• _Work task_: Among the records that follow, count the lines with the string "concrete"; report only that count.

╭─ Exercise input

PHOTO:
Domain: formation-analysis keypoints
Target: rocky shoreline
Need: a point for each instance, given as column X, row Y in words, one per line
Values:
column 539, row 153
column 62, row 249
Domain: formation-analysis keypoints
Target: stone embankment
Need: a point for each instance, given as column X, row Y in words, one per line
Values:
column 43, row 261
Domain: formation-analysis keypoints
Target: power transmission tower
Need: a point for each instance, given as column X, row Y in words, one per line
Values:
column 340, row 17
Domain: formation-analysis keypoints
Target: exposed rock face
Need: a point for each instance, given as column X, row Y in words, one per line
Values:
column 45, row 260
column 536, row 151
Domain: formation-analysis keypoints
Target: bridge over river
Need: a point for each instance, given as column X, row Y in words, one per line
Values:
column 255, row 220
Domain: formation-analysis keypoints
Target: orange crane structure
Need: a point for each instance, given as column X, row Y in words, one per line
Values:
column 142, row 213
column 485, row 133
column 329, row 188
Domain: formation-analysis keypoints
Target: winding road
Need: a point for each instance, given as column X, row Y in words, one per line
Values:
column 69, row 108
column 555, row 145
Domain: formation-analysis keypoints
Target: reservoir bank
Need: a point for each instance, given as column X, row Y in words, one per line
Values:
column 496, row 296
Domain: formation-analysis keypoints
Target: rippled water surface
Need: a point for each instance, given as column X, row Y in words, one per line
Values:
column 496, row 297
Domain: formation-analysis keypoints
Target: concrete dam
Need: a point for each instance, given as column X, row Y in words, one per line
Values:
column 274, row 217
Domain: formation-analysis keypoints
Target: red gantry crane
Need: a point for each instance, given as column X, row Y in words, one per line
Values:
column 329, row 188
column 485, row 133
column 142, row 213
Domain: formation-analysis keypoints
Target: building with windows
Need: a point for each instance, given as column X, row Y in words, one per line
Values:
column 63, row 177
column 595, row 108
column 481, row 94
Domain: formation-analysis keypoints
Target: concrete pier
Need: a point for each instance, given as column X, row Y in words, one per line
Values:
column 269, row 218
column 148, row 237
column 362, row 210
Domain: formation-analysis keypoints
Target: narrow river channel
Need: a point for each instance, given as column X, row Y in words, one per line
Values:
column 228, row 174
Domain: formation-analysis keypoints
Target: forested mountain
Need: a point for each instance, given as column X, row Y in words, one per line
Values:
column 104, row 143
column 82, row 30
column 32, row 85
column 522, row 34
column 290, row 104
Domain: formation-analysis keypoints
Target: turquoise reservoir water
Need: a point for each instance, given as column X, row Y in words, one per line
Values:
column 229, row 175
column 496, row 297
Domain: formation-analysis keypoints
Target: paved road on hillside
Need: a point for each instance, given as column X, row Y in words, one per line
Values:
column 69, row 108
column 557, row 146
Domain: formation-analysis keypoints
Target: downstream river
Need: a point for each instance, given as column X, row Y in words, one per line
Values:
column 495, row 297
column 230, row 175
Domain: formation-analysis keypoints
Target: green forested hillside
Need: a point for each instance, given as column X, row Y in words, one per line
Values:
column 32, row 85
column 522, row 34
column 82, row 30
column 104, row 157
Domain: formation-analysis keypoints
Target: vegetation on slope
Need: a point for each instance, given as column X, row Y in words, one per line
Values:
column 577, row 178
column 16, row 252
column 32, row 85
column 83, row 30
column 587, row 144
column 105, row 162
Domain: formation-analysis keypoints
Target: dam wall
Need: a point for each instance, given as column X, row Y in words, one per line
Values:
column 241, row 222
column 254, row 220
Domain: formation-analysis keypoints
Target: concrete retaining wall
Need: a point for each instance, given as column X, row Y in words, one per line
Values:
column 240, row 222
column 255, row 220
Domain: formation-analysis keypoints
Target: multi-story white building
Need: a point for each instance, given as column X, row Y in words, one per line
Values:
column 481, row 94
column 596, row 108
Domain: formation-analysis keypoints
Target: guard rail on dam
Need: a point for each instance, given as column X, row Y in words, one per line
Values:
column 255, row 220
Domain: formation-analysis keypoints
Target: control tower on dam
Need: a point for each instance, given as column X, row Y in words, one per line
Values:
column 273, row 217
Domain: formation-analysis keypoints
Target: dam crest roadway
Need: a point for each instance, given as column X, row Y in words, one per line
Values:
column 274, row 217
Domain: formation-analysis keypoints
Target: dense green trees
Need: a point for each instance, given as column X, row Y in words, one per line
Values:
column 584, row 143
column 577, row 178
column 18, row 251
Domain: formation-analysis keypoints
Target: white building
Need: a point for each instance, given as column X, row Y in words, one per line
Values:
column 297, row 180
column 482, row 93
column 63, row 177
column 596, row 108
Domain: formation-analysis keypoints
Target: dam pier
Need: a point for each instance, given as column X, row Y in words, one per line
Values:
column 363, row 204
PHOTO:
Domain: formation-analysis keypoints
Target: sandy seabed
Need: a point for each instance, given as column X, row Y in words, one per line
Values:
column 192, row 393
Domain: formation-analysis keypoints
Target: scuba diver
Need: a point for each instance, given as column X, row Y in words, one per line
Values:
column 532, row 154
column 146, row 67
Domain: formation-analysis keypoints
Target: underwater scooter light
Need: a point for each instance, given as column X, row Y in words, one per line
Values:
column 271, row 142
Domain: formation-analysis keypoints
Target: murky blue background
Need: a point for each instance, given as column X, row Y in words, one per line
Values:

╰─

• _Completed exercise_: 3